* **SELECTION**:
Two of our children are learning in Israel at the moment, a daughter at Mesores Rochel seminary and a son at Rav Zvi Kaplan’s yeshiva. Instead of bringing them home for Pesach, we decided to take our other two boys, who are learning in Telz Chicago, to celebrate Pesach in Israel. It was an unforgettable experience. Here are some of my random musings:
LIVING THE LIFE
I’ve had the merit to work in the field of kiruv since we arrived in Chicago 20 years ago and I’ve been blessed to have visited Israel 19 times in those 20 years, most of those with students on trips. Every trip has a story to tell. This trip was different.
The boys got a whole month off yeshiva and we took advantage, spending almost the entire month in Israel. That’s the longest time I’ve been there on a single trip. We rented an apartment in Romema, which is in the heart of what some refer to as the Black Belt of Yerushalayim. Not in a tourist area. In fact, many of the non-Israelis had left to spend Pesach with their families. We were close to shuls and yeshivas and makolets. People were going about their regular day to day life, getting ready for Pesach, just like we were. So it felt like we were living like regular Israelis in Israel. I even took off my tie! It felt good. I don’t think Romema would be where we would live if and when we move back to Israel. But for this month, it felt like home.
Pesach is the quintessential family holiday. It also felt good to bond as a family and to spend so much quality time together, especially in Israel. We had family on my side and my wife’s side come visit us over chol hamo’ed. Living in a smaller space also contributed to that sense of closeness. We didn’t have a big kitchen. The oven was small. We realized we could manage with less. That’s one of the messages of the matzah. Living humbly. It’s one of the big differences between living in the US and Israel. A trip like this cured me of the feeling that we need so much space.

* **SUPPLIED ENTRIES**:
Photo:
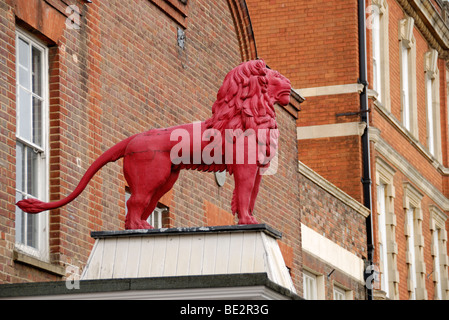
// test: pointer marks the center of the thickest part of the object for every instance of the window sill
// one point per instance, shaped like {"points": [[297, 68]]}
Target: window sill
{"points": [[34, 262]]}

* **GIVEN REQUEST**:
Extend the account of spending Pesach in Israel with the family, picking up right after its last sentence. The listing has nothing to do with the account of spending Pesach in Israel.

* **RESPONSE**:
Breakfast with a view
For me personally, the most uplifting part of the trip was the amount of time I spent learning. I loved my learning at Ohr Somayach and one of my regrets is that I haven’t learned as much as I would liked to have here in Chicago. This trip was the time to turn that around. We were five minutes walk away from a big beis medrash, Chanichei Yeshivos. My boys spent every morning there learning until mincha. I too put in a couple of hours every day. I loved it and bli neder, I’m going to learn more now that I’m back in Chicago.
Pesach is the time to pass on the mesorah (tradition) from one generation to another. I was able to prepare for Pesach much more than in previous years. I spent many hours going over the Hagadah and learning other material about Pesach. I was able to focus on the main themes of the night, what I wanted to pass on to our children. As a result, I enjoyed the seders more and I think everyone else did too. In fact, I’m sort of happy that we had two seders. It seems like there is so much to say that one seder is not enough.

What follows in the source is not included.